| 課題 1 |
入試問題の著作権を扱った抜粋にある「これ以降、法律の整備もすすんだ。」という一文を英語に訳してください。
| 課題 2 |
入試問題の著作権を扱った抜粋のうち、「かなり前、どこかの雑誌だった」から「し止めの仮処分を申し立てた。」までのすべてを、一字も変えずに書き写してください。

Re-posting No.088 入試問題の著作権の話

「入試問題に使われていたよ。知ってた?」
「えー、知らない!見たーい!」

かなり前、どこかの雑誌だったと思うのだが、詩人の谷川俊太郎さんが語っている記事を読んだ。曰く、入試問題や教材に、自分の作品があまりに多く許可も得ずに使われているのに怒りを感じる、と言うものだった。確かに入試問題の中に谷川さんの詩を見る事は珍しくなかった。

その記事を読んだ後、2007年、谷川さんの他に、作家のなだいなださん、松谷みよ子さんたち作家・詩人27人が大手学習塾に対して、著作権侵害を理由に出版差し止めの仮処分を申し立てた。

平たく言うと、学習塾は許可も得ずに、教材の名のもとに自分たちの作品を無断使用してけしからんと、作家の皆さんは学習塾を訴えた。なるほど、谷川さん、あの時の怒りを公にしたかと思った。

この事は、教育会の大きな話題になった。これ以降、法律の整備もすすんだ。加えて、国語のみならず英語などの問題作成において、教育関係者は神経を使うようになった。

国語や英語の過去問題集などに「この問題は著作権上の問題で掲載を見合わせていただきます」などの文言は、上記の訴え以降に出現したものだ。

僕も既に塾を始めていたし、国語の読み取り問題も含めて、教材の手作りを夢中になってしていた時期だったので、人ごとでもなかった。それ以前にも、入試問題や教材で使われている文学作品、特に発表時期の近い作品などは、作者の許可をとっているものかどうかに興味はあった。

| 抽出データ |
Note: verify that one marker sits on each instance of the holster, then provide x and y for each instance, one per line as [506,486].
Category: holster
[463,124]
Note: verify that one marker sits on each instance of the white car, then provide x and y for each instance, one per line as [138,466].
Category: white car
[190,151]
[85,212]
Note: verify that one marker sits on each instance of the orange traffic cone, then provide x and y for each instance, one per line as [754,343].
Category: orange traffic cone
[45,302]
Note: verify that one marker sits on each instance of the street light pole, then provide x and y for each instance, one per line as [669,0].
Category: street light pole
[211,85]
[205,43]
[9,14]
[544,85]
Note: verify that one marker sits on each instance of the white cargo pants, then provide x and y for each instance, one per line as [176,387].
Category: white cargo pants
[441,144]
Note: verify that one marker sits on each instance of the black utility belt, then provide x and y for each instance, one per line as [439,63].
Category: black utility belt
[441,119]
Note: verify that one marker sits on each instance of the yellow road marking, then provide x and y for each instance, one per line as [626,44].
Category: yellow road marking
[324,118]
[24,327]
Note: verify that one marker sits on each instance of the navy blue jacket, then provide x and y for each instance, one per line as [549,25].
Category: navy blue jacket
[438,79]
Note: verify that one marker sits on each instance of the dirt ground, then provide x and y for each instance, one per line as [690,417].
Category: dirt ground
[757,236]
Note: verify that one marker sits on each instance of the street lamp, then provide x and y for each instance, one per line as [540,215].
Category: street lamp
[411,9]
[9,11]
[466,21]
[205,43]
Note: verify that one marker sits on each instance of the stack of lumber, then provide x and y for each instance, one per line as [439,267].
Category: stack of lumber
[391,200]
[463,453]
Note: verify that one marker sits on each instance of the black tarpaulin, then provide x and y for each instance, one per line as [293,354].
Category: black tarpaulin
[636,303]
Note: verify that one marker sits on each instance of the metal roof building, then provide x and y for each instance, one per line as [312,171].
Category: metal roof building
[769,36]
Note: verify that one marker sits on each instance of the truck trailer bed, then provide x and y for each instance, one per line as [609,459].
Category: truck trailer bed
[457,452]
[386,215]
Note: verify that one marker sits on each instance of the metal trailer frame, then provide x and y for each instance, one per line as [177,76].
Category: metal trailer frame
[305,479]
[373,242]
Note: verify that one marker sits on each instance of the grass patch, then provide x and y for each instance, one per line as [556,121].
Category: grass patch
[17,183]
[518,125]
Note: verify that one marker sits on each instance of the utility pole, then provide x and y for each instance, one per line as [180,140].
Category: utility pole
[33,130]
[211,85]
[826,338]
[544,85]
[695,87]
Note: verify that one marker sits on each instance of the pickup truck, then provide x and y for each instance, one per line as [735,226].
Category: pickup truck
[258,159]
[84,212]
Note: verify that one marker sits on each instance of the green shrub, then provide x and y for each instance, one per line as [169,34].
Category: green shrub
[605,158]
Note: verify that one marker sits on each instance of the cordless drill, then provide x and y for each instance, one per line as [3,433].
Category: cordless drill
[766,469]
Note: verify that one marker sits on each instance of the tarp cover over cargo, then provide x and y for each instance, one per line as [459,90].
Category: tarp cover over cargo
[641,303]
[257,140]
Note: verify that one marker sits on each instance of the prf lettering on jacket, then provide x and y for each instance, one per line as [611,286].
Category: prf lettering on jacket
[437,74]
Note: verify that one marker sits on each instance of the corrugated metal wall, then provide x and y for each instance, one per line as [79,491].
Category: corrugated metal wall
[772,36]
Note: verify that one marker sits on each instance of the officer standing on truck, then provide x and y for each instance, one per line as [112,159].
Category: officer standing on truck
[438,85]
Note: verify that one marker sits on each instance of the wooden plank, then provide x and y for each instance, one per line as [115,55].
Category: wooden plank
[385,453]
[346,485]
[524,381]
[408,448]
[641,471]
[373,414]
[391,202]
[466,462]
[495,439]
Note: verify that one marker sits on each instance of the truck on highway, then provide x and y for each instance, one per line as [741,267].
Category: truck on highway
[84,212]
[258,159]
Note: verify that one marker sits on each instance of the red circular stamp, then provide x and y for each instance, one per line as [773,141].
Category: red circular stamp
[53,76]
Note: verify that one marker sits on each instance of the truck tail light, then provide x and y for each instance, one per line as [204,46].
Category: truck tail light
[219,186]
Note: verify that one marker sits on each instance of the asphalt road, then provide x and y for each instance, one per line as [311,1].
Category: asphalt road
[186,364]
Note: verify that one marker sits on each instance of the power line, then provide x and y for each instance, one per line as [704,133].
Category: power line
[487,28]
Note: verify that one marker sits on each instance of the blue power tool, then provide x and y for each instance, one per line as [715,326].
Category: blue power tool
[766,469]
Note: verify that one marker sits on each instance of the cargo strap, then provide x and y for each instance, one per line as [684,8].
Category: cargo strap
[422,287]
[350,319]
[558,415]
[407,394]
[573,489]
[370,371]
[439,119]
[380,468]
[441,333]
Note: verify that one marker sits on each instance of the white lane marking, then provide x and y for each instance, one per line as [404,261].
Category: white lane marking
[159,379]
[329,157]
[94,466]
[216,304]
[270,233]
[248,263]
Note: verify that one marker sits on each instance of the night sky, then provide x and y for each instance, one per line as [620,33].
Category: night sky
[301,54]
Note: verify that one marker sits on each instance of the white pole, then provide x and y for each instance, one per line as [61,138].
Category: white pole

| 課題の出力 1 |
After this, the development of laws also moved forward.

| 課題の出力 2 |
かなり前、どこかの雑誌だったと思うのだが、詩人の谷川俊太郎さんが語っている記事を読んだ。曰く、入試問題や教材に、自分の作品があまりに多く許可も得ずに使われているのに怒りを感じる、と言うものだった。確かに入試問題の中に谷川さんの詩を見る事は珍しくなかった。

その記事を読んだ後、2007年、谷川さんの他に、作家のなだいなださん、松谷みよ子さんたち作家・詩人27人が大手学習塾に対して、著作権侵害を理由に出版差し止めの仮処分を申し立てた。